Work to complete
Turn the lines below into a JSON list of strings, with one string for each line and no blank lines.

Given data
● ● ● ● ●
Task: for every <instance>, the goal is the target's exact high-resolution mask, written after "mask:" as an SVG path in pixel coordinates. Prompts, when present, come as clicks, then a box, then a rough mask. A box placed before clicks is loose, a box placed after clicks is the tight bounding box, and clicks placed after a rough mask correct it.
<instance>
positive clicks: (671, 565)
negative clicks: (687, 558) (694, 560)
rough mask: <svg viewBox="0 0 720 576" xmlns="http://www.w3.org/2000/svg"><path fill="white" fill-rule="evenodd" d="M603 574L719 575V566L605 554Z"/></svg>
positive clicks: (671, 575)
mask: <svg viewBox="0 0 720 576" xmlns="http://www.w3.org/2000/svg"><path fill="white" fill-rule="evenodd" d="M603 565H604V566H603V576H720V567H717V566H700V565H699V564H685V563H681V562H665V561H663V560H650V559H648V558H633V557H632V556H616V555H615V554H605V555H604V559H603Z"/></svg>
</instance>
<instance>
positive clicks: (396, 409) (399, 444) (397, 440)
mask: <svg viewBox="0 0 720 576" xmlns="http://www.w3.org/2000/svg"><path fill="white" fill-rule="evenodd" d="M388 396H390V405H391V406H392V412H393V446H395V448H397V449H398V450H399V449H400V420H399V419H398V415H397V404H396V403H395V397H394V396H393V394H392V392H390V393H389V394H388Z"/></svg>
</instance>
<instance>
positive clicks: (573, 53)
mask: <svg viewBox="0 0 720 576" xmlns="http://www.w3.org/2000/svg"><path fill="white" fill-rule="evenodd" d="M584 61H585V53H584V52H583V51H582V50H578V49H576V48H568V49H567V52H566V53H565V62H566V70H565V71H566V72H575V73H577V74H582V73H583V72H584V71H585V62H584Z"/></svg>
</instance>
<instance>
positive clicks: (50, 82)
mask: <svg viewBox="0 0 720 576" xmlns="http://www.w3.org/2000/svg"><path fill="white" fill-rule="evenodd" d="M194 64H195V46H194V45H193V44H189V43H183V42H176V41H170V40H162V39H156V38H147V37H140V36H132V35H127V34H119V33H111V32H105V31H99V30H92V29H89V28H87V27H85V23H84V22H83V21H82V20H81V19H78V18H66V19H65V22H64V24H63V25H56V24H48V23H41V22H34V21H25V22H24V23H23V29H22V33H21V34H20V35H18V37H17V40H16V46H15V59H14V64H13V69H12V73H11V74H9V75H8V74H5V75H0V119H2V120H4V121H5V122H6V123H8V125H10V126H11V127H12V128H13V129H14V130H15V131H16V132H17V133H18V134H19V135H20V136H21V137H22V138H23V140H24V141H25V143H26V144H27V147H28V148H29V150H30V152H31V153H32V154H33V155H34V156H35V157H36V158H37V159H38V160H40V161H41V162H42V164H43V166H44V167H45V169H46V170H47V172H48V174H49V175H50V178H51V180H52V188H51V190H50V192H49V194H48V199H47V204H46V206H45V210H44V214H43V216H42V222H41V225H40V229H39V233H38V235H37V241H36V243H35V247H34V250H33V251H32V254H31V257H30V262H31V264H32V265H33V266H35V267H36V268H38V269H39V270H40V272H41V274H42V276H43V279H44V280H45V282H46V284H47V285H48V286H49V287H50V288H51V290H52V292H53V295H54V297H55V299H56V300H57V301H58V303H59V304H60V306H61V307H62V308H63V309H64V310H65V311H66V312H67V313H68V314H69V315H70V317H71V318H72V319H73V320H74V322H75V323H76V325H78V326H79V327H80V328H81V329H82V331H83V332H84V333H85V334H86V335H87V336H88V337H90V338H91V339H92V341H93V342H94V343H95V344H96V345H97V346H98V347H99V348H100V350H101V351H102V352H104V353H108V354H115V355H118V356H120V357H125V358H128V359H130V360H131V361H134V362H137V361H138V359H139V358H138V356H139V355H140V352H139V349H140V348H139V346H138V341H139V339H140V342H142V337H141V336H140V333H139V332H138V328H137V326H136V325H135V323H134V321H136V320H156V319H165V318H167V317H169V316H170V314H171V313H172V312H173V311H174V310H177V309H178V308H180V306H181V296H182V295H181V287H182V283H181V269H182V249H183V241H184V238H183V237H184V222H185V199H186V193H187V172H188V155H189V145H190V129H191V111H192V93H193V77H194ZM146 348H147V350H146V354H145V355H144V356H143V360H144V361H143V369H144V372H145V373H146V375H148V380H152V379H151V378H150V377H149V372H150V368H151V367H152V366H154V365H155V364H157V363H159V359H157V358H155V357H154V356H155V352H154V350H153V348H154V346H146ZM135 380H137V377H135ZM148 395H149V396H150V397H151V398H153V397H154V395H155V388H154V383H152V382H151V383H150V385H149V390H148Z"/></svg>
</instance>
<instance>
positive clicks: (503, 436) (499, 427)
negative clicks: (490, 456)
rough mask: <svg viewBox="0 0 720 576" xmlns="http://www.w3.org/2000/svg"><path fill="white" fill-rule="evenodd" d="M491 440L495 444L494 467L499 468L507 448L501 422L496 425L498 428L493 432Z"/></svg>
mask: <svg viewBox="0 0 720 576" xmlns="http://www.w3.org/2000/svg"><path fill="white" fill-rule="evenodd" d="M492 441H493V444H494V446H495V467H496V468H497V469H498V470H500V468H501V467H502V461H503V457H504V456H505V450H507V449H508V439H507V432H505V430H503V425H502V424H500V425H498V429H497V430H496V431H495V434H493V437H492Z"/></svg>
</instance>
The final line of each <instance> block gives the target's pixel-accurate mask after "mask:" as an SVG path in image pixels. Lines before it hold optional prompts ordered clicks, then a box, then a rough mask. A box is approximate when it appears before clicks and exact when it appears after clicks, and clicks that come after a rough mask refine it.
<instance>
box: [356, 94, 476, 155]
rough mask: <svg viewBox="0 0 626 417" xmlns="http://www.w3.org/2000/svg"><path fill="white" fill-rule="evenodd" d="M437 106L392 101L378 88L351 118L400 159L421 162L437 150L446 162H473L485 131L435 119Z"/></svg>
● ● ● ● ●
Finished task
[
  "Task: for every <instance>, the goal is the target's exact high-resolution mask, written after \"mask:\" as an SVG path in pixel coordinates. Prompts, when present, come as clicks, then a box, then a rough mask. A box placed before clicks is loose, a box placed after clicks is the tight bounding box, and clicks placed after a rough mask correct it.",
  "<instance>",
  "positive clicks: (671, 565)",
  "negative clicks: (687, 558) (694, 560)",
  "rough mask: <svg viewBox=\"0 0 720 576\" xmlns=\"http://www.w3.org/2000/svg\"><path fill=\"white\" fill-rule=\"evenodd\" d=\"M603 574L719 575V566L605 554Z\"/></svg>",
  "positive clicks: (671, 575)",
  "mask: <svg viewBox=\"0 0 720 576\" xmlns=\"http://www.w3.org/2000/svg\"><path fill=\"white\" fill-rule=\"evenodd\" d=\"M603 565H604V566H603V576H720V567H717V566H700V565H699V564H685V563H681V562H665V561H663V560H650V559H648V558H633V557H632V556H616V555H615V554H605V555H604V559H603Z\"/></svg>",
  "</instance>",
  "<instance>",
  "positive clicks: (396, 409) (399, 444) (397, 440)",
  "mask: <svg viewBox=\"0 0 720 576\" xmlns=\"http://www.w3.org/2000/svg\"><path fill=\"white\" fill-rule=\"evenodd\" d=\"M388 396H390V405H391V406H392V412H393V446H395V448H397V449H398V450H399V449H400V420H399V419H398V415H397V404H396V403H395V397H394V396H393V394H392V392H390V393H389V394H388Z\"/></svg>",
  "</instance>",
  "<instance>",
  "positive clicks: (573, 53)",
  "mask: <svg viewBox=\"0 0 720 576\" xmlns=\"http://www.w3.org/2000/svg\"><path fill=\"white\" fill-rule=\"evenodd\" d=\"M584 61H585V53H584V52H583V51H582V50H578V49H576V48H568V49H567V52H566V53H565V62H566V70H565V71H566V72H575V73H577V74H582V73H583V72H584V71H585V62H584Z\"/></svg>",
  "</instance>",
  "<instance>",
  "positive clicks: (50, 82)",
  "mask: <svg viewBox=\"0 0 720 576\" xmlns=\"http://www.w3.org/2000/svg\"><path fill=\"white\" fill-rule=\"evenodd\" d=\"M194 64H195V46H194V45H193V44H189V43H183V42H176V41H170V40H162V39H156V38H147V37H140V36H132V35H127V34H119V33H111V32H105V31H99V30H92V29H89V28H87V27H85V23H84V22H83V21H82V20H81V19H78V18H66V19H65V22H64V24H63V25H56V24H48V23H41V22H34V21H25V22H24V23H23V29H22V33H21V34H20V35H18V37H17V40H16V46H15V59H14V64H13V69H12V73H11V74H9V75H8V74H5V75H0V119H2V120H4V121H5V122H6V123H8V125H10V126H11V127H12V128H13V129H14V130H15V131H16V132H17V133H18V134H19V135H20V136H21V137H22V138H23V140H24V141H25V143H26V144H27V147H28V148H29V150H30V152H31V153H32V154H33V155H34V156H35V157H36V158H37V159H38V160H40V161H41V162H42V164H43V166H44V167H45V169H46V170H47V172H48V174H49V175H50V178H51V180H52V188H51V190H50V192H49V194H48V199H47V204H46V206H45V210H44V214H43V216H42V222H41V225H40V229H39V233H38V235H37V241H36V243H35V247H34V250H33V251H32V254H31V257H30V262H31V264H32V265H33V266H35V267H36V268H38V269H39V270H40V272H41V274H42V276H43V279H44V280H45V282H46V284H47V285H48V286H49V287H50V288H51V290H52V292H53V295H54V297H55V299H56V300H57V301H58V303H59V304H60V306H61V307H62V308H63V309H64V310H65V311H66V312H67V313H68V314H69V315H70V317H71V318H72V319H73V320H74V322H75V323H76V325H78V326H79V327H80V328H81V329H82V331H83V332H84V333H85V334H86V335H87V336H88V337H90V338H91V339H92V341H93V342H94V343H95V344H96V345H97V346H98V347H99V348H100V350H101V351H102V352H104V353H108V354H115V355H118V356H120V357H125V358H128V359H130V360H131V361H134V362H137V361H138V359H139V358H138V356H139V355H140V352H139V349H140V348H139V346H138V341H139V339H140V342H142V337H141V336H140V333H139V332H138V328H137V326H136V325H135V323H134V321H136V320H156V319H165V318H167V317H169V316H170V314H171V313H172V312H173V311H174V310H177V309H178V308H180V306H181V296H182V295H181V287H182V283H181V269H182V249H183V241H184V238H183V237H184V222H185V199H186V193H187V172H188V155H189V145H190V129H191V111H192V93H193V77H194ZM146 348H147V350H146V354H145V355H144V356H143V360H144V361H143V369H144V372H145V373H146V375H148V380H152V379H151V378H150V377H149V372H150V368H151V367H152V366H154V365H155V364H157V363H159V359H157V358H155V357H154V356H155V352H154V350H153V348H154V346H146ZM135 380H137V377H135ZM148 395H149V396H150V397H151V398H153V397H154V395H155V388H154V383H152V382H151V383H150V385H149V390H148Z\"/></svg>",
  "</instance>",
  "<instance>",
  "positive clicks: (503, 436) (499, 427)",
  "negative clicks: (490, 456)",
  "rough mask: <svg viewBox=\"0 0 720 576\" xmlns=\"http://www.w3.org/2000/svg\"><path fill=\"white\" fill-rule=\"evenodd\" d=\"M491 440L495 444L494 467L499 468L507 448L501 422L496 425L498 428L493 432Z\"/></svg>",
  "mask: <svg viewBox=\"0 0 720 576\" xmlns=\"http://www.w3.org/2000/svg\"><path fill=\"white\" fill-rule=\"evenodd\" d=\"M492 441H493V444H494V446H495V467H496V468H497V469H498V470H500V468H501V467H502V461H503V457H504V456H505V450H507V449H508V439H507V432H505V430H503V425H502V424H500V425H498V429H497V430H496V431H495V434H493V437H492Z\"/></svg>",
  "</instance>",
  "The final line of each <instance> block gives the target's pixel-accurate mask after \"mask:\" as an SVG path in image pixels. Lines before it hold optional prompts ordered clicks, then a box, then a rough mask. A box is approximate when it appears before clicks and exact when it appears after clicks, and clicks that come after a rough mask refine it.",
  "<instance>",
  "box: [356, 94, 476, 155]",
  "rough mask: <svg viewBox=\"0 0 626 417\" xmlns=\"http://www.w3.org/2000/svg\"><path fill=\"white\" fill-rule=\"evenodd\" d=\"M437 106L392 101L378 88L351 118L400 159L421 162L437 150L446 162H473L485 131L435 119Z\"/></svg>"
]